*What to produce*:
Make an exact copy of the entries below.

*Supplied entries*:
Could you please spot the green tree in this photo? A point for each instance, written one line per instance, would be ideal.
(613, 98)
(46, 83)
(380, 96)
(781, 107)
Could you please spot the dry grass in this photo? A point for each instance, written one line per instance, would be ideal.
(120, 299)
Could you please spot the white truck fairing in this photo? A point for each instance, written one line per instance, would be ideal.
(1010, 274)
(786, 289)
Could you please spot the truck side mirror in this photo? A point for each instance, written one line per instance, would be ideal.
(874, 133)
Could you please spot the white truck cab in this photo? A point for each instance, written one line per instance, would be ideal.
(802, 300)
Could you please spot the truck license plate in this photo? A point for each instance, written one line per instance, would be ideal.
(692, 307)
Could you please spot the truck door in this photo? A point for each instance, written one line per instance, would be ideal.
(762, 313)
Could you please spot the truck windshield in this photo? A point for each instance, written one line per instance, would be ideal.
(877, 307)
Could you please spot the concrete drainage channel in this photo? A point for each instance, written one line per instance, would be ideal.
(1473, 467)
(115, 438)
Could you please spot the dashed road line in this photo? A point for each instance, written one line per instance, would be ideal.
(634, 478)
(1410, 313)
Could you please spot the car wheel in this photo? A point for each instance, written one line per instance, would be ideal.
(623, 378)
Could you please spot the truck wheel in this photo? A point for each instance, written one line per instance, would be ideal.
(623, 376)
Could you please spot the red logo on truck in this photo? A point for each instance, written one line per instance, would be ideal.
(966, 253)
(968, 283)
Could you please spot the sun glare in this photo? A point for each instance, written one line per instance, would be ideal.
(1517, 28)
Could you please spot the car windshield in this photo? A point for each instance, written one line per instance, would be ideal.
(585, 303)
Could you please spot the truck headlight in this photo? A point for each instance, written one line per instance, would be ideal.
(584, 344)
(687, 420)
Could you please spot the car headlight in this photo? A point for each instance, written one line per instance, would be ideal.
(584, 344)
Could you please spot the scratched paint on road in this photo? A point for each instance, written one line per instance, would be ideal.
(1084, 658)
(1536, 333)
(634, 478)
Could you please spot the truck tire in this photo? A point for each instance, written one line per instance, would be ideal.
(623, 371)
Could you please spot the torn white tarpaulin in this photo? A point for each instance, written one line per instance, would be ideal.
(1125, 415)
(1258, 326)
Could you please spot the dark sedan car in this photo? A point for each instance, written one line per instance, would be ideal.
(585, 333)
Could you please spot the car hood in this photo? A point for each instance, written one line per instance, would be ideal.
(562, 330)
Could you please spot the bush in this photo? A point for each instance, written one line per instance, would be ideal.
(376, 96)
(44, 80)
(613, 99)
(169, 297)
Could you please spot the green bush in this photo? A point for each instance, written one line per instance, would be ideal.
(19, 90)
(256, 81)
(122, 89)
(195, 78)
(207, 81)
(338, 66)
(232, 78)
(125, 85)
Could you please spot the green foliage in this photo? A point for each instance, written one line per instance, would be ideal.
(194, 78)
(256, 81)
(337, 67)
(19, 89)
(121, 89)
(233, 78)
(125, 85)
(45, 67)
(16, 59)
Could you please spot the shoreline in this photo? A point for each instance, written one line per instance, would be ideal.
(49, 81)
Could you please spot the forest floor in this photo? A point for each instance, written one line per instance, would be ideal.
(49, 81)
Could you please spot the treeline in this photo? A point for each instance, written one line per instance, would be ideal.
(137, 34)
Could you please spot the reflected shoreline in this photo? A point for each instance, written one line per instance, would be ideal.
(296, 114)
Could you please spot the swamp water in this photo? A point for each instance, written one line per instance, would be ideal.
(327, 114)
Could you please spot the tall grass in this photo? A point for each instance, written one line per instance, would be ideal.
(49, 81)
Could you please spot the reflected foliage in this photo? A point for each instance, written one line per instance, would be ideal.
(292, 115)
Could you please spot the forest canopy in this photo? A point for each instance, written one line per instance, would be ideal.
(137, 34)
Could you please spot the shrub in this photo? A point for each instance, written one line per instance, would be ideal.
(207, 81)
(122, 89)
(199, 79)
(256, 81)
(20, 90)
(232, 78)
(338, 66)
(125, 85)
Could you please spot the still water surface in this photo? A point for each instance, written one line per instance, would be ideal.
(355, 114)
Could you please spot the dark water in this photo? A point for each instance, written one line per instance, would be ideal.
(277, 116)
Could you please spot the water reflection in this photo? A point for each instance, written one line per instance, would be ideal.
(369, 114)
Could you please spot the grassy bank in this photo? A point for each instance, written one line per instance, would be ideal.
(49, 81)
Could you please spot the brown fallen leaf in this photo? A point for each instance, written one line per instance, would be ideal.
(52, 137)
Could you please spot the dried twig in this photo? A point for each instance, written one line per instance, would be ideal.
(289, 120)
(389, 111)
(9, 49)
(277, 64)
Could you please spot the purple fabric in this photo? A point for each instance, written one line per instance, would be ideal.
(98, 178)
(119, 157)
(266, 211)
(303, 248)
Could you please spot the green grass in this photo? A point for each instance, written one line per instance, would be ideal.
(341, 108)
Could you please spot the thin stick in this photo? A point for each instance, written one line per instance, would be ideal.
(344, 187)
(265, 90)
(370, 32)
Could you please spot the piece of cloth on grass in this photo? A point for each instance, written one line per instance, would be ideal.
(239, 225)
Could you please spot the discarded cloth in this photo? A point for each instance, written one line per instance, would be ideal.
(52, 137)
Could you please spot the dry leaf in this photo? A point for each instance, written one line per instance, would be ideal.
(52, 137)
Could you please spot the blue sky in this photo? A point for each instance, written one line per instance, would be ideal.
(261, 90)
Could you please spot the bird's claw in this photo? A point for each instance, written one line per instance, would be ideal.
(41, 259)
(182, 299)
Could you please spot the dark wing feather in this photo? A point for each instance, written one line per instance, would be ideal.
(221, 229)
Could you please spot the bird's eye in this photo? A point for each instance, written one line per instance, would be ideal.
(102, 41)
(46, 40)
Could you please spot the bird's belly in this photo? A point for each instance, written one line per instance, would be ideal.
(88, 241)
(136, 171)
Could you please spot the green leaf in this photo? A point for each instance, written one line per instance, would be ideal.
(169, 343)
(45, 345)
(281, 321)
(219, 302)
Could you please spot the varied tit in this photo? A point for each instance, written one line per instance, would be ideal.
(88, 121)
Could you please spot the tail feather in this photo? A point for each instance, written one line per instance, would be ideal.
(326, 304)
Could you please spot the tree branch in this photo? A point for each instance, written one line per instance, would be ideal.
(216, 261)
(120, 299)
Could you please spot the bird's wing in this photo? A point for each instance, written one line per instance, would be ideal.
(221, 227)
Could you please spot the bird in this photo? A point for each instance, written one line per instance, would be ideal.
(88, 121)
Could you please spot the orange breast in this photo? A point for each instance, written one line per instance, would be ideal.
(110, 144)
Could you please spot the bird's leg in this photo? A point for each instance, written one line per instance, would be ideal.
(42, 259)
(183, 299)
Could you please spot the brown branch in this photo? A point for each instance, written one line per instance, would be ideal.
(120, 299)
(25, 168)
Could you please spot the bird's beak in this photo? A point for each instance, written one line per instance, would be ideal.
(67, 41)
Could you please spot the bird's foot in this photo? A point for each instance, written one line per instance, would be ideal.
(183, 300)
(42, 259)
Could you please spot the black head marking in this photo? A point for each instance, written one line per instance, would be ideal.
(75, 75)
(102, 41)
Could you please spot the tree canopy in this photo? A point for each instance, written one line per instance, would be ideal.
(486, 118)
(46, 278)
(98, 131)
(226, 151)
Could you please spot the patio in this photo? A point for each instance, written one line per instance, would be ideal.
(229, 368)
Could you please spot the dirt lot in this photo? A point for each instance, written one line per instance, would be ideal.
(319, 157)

*Exercise answer*:
Could you please spot the green tree in this photo? A point for each instance, written one line per instance, would be ideal.
(613, 98)
(46, 83)
(380, 96)
(781, 107)
Could you please spot the dry grass in this photo? A point for each instance, written one line per instance, would be ideal.
(120, 299)
Could you please spot the white truck fairing in this photo? A point for each instance, written one line per instance, would be ideal.
(1010, 274)
(786, 289)
Could you please spot the truck side mirror in this photo? A point for each instance, written one line per instance, would be ideal.
(874, 133)
Could you please spot the white truck cab in this photo? A point for each instance, written one line per instance, would be ideal.
(802, 300)
Could you please spot the truck license plate in this photo? A point for each instance, written one line per instance, would be ideal.
(692, 307)
Could you please spot the truck door in this photo? A point for each instance, written one line per instance, would be ideal.
(762, 313)
Could you please spot the truck windshield in this photo? A point for each instance, written one line per instance, would be ideal.
(877, 307)
Could you please spot the concrete drainage channel in this photo? A point for each instance, written one line per instance, would be ideal.
(1473, 467)
(115, 438)
Could you please spot the dashed road line in this photo? A point for each instance, written one line per instance, would be ideal.
(634, 478)
(1410, 313)
Could you please spot the car wheel in this photo? A point for each instance, written one line per instance, would be ideal.
(623, 378)
Could you please spot the truck wheel in this photo? A point for each instance, written one line per instance, would be ideal.
(623, 376)
Could you please spot the red logo on truck in this photo? A point for each instance, written one line per instance, would be ideal.
(966, 253)
(968, 283)
Could you please spot the sun glare in this photo? A point for each instance, written one line per instance, would be ideal.
(1517, 28)
Could you please spot the car windshield in this photo? A point for each instance, written one line per instance, would be ideal.
(585, 303)
Could you please spot the truck headlight in this photo? A point for each instance, written one line per instance, would be ideal.
(584, 344)
(687, 420)
Could you please spot the car headlight in this photo? A point for each instance, written one line per instance, would be ideal.
(584, 344)
Could you please spot the scratched paint on road in this photo? A point for each instance, written one line per instance, would be ideal.
(1084, 658)
(1536, 333)
(634, 478)
Could you please spot the truck tire in this photo? A point for each instance, written one line per instance, would be ideal.
(623, 371)
Could you please spot the torn white tarpaulin in this photo? A point for each instance, written one line per instance, would be ideal.
(1125, 415)
(1258, 326)
Could you please spot the dark sedan car in this photo? A point for each instance, written one line per instance, would be ideal.
(585, 333)
Could you please spot the car hood in this photo? A point for each instance, written one line per instance, would be ideal.
(562, 330)
Could you please spot the bush in this photo? A point for each instance, written one line per instance, would be ideal.
(376, 96)
(44, 80)
(613, 99)
(169, 297)
Could you please spot the green bush in this photo? A point for each instance, written one line per instance, would be ideal.
(19, 90)
(256, 81)
(122, 89)
(195, 78)
(207, 81)
(338, 66)
(232, 78)
(125, 85)
Could you please spot the green foliage in this photo? A point for each instance, written one line per instance, would be ideal.
(194, 78)
(256, 81)
(337, 67)
(19, 89)
(121, 89)
(233, 78)
(125, 85)
(45, 67)
(16, 59)
Could you please spot the shoreline in this photo? A point for each instance, written one line per instance, would be ideal.
(49, 81)
Could you please spot the forest floor in this photo? A point for each instance, written one line per instance, would be ideal.
(49, 81)
Could you please spot the treeline in this photo? A point for each instance, written one line per instance, would be ideal.
(137, 34)
Could you please spot the reflected shoreline in this photo? A point for each instance, written one line per instance, would be ideal.
(296, 114)
Could you please spot the swamp water in this photo? A point for each instance, written one line per instance, would be ideal.
(327, 114)
Could you please spot the tall grass in this photo? A point for each instance, written one line per instance, would be ideal.
(49, 81)
Could you please spot the reflected foliage in this photo? A point for each instance, written one line per instance, would be ideal.
(292, 115)
Could you please spot the forest canopy in this photo? A point for each instance, written one line per instance, would be ideal.
(137, 34)
Could you please spot the shrub in this photo? A point for each instance, written one line per instance, would be ideal.
(207, 81)
(122, 89)
(199, 79)
(256, 81)
(20, 90)
(232, 78)
(338, 66)
(125, 85)
Could you please spot the still water surface in this photo? A point for each instance, written one line per instance, would be ideal.
(355, 114)
Could you please spot the dark water in this photo? A point for each instance, written one line per instance, would be ideal.
(277, 116)
Could you please spot the water reflection in this photo? A point for each instance, written one line per instance, would be ideal.
(369, 114)
Could you please spot the grassy bank in this photo? A point for each instance, written one line per instance, would be ideal.
(49, 81)
Could you please spot the brown fallen leaf in this photo? A point for each instance, written one line per instance, would be ideal.
(52, 137)
Could you please spot the dried twig in this photo? A point for each instance, written one line per instance, would be ideal.
(289, 120)
(389, 111)
(9, 49)
(277, 64)
Could you please spot the purple fabric in this photo? A point for each instance, written one line per instance, would be ideal.
(98, 178)
(119, 157)
(266, 211)
(303, 248)
Could you please spot the green grass in this photo? A point for each instance, written one line per instance, would be ideal.
(341, 108)
Could you please spot the thin stick in this photo? A point for each instance, written one line per instance, would be ideal.
(344, 187)
(265, 90)
(370, 32)
Could you please spot the piece of cloth on grass in this photo? A point for each instance, written one line per instance, would be ideal.
(239, 225)
Could you please spot the discarded cloth in this photo? A point for each instance, written one line per instance, would be ideal.
(52, 137)
Could you please spot the dry leaf in this photo? A point for each instance, written one line per instance, would be ideal.
(52, 137)
Could you please spot the blue sky in this photo? A point for each instance, written one line per instance, would be ideal.
(261, 90)
Could you please spot the bird's claw in this photo? A point for each instance, written one line per instance, would be ideal.
(41, 259)
(182, 299)
Could you please spot the dark wing feather in this photo? A point for each instance, written one line per instance, would be ideal.
(221, 229)
Could you please spot the bird's eye in this photo? A point for each instance, written one line per instance, would be ideal.
(102, 41)
(46, 40)
Could you please spot the bird's belly in this photo? A point for each instance, written one line per instance, would be ideal.
(88, 241)
(136, 171)
Could you please spot the green leaf in this photo? A point for each instance, written one line per instance, would be ideal.
(169, 343)
(45, 345)
(281, 321)
(219, 302)
Could you please spot the varied tit in this photo? A point for each instance, written one line per instance, would be ideal.
(88, 121)
Could you please spot the tail feather in this photo? A point for each instance, written one line per instance, would be ideal.
(326, 304)
Could you please spot the tree branch in this photo? A point for each instance, written one line per instance, would be ideal.
(216, 261)
(120, 299)
Could you please spot the bird's wing in this photo? A point for each instance, written one line per instance, would be ideal.
(221, 227)
Could you please spot the bird in this photo? A point for each instance, written one line per instance, would be ideal.
(88, 121)
Could you please spot the orange breast in this photo? A point for each instance, written one line per instance, would be ideal.
(110, 144)
Could you please spot the bird's leg in this photo? A point for each instance, written one line per instance, would be ideal.
(42, 259)
(183, 299)
Could you please spot the brown branch in this photo? A point for each instance, written one line per instance, would be ideal.
(120, 299)
(25, 168)
Could you please spot the bird's beak in this photo? A point for each instance, written one line per instance, would be ideal.
(67, 41)
Could you please spot the bird's foot in this photo? A point for each instance, written one line per instance, would be ideal.
(183, 300)
(42, 259)
Could you please spot the black head marking in this photo? A point for each instance, written one line per instance, would be ideal.
(75, 75)
(102, 41)
Could you please spot the tree canopy in this photo? A point for each instance, written one line per instance, would be ideal.
(486, 118)
(46, 278)
(98, 131)
(226, 151)
Could you please spot the patio in this photo? A point for each instance, written one line per instance, would be ideal.
(229, 368)
Could you please spot the dirt lot in this photo? A point for each instance, written one line per instance, would be ideal.
(319, 157)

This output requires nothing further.